# The data
Start of Block
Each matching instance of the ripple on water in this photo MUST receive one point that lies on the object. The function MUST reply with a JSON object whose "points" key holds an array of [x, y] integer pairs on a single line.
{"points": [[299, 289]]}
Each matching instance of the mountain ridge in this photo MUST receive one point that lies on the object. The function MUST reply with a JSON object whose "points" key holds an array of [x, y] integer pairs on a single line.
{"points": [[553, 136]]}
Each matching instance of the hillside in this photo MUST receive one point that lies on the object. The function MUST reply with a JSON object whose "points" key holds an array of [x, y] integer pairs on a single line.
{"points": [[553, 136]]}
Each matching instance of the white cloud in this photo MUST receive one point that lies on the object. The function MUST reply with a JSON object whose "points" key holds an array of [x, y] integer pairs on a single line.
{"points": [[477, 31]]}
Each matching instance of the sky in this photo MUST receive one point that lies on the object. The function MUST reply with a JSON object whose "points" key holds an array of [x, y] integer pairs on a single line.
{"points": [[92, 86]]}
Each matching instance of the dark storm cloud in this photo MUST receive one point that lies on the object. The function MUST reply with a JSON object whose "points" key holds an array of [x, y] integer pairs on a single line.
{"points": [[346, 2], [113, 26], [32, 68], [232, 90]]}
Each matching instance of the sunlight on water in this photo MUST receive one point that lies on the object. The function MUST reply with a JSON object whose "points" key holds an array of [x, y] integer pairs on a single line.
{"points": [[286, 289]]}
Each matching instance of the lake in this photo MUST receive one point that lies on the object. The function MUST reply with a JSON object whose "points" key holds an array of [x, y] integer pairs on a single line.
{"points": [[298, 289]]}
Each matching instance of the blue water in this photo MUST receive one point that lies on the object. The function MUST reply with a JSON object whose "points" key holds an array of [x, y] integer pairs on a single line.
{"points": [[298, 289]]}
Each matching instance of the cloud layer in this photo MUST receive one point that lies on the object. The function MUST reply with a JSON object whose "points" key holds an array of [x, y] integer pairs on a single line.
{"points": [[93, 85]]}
End of Block
Repeat the records, every one of them, without any deviation.

# Solution below
Each matching instance of the ripple on water in this photo MUST receive one point that lies on the object. The function MUST reply with a JSON object whose "points" key holds an array of [x, y] integer pairs on a single line.
{"points": [[299, 289]]}
Each matching instance of the mountain ridge in this photo MUST receive one point that lies on the object. The function MUST reply with a JSON object whose "points" key holds an array of [x, y] integer pairs on a single line.
{"points": [[553, 136]]}
Each matching instance of the hillside in this photo MUST receive one point that lies on the object. The function MUST reply with a JSON object whose "points" key holds an array of [x, y] integer pairs on a single line.
{"points": [[553, 136]]}
Each matching instance of the white cloud in this photo MUST receive one point that lies on the object. The function MUST reply with a JSON object whose "points" key holds an array of [x, y] integer pairs on a single line.
{"points": [[477, 31]]}
Each matching instance of the sky in this photo MUST receive one point that lies on the object. The function MUST reply with a JSON object whose "points" key holds an array of [x, y] integer pairs on a single line.
{"points": [[92, 86]]}
Each matching instance of the dark storm cloud in this photo MUST receive one point that lies on the object. The function MUST reply with a JSON object whose "points" key holds an array of [x, y] integer pairs on a single line.
{"points": [[346, 2], [113, 26], [32, 68], [232, 90]]}
Each matching instance of the sunlight on water in this photo MUST receive one point that lies on the object. The function MUST reply with a JSON object whose "points" key holds an array of [x, y] integer pairs on a single line.
{"points": [[286, 289]]}
Each matching instance of the lake in this photo MUST receive one point that lies on the object. The function MUST reply with a JSON object whose "points" key holds an array of [x, y] integer pairs on a single line.
{"points": [[298, 289]]}
Each matching instance of the blue water in this photo MUST receive one point that lies on the object. The function MUST reply with a JSON object whose "points" key holds an array of [x, y] integer pairs on a single line.
{"points": [[298, 289]]}
Each matching instance of the cloud layer in this photo MUST receive one point that lies on the object. The function MUST reply with a JSON object whose "points" key holds an array of [x, y] integer pairs on a single line.
{"points": [[93, 85]]}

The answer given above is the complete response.